From the text on Vancouver's Downtown Eastside, write out everything from "Many of the" down to "and the unemployed.", swapping "DTES" for "Downtown Eastside" wherever it appears.
━━━ PAGE TEXT
Yes, citizens. It is often assumed that itinerant individuals have abandoned their rights, along with the roof over their heads somewhere along the series of 'hard knocks' that befell them. That gentle euphemism barely covers some of the life traumas many Downtown Eastside residents have experienced.
Vancouver is a Canadian city where I have stayed for long periods of time with friends and family members. It feels like home whenever I am there, but I am very aware of the contradictions between its great wealth and its immense deprivations.
Jenny Kwan has represented the neighbourhood in British Columbia's provincial parliament since 1996. "We have a homelessness crisis in this community...people with mental health issues, people who are very, very poor. Some suffered tremendous childhood traumas," she says.
Many of the residents struggle with several of these problems all at once. The DTES is said to have the highest rate of HIV infection in North America (about 30%). Statistics show that the DTES has a disproportionately high number of homeless people, of drug addicts, people with mental health problems and the unemployed.
It is thought that about 2000 locals may not have a fixed address, out of an estimated population of about 18,000. The Downtown Eastside has historically been a place of cheap accommodation that suited transient seasonal workers, such as loggers or miners, in between stints in the woods or mines of British Columbia.
These loggers and miners returned to live in the DTES when they could no longer work, and were joined by permanent, low-income residents from elsewhere, who could not afford the more expensive rents of other areas. A pattern was set.
More recent trends also contributed, such as the closing of institutions for mentally ill people in the 1980s, the increase in illegal drugs and the loss of inexpensive housing in other neighbourhoods.
Professor Aprodicio Laquian from the University of British Columbia says the concentration of services in the DTES acts as a magnet to people faced with mental health and addiction problems. "It also conveniently 'saves' other sections of the metropolitan area from dealing with the problems," he says.
Residents of other neighbourhoods fight off proposals for projects for the homeless, addicts or mentally ill people in their areas, as they fear for the values of their properties.
Shortly after the publication of In the Realm of the Hungry Ghosts, I heard Dr Gabor Maté speak in a Vancouver church. His vision of what we may learn about ourselves by helping the most vulnerable among us and connecting with their humanity was inspiring and a reality check.
━━━━━━
━━━ INFORMATION SHOWN
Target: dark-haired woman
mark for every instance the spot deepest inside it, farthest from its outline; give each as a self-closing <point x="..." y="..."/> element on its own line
━━━━━━
# RESPONSE AREA
Many of the residents struggle with several of these problems all at once. The Downtown Eastside is said to have the highest rate of HIV infection in North America (about 30%). Statistics show that the Downtown Eastside has a disproportionately high number of homeless people, of drug addicts, people with mental health problems and the unemployed.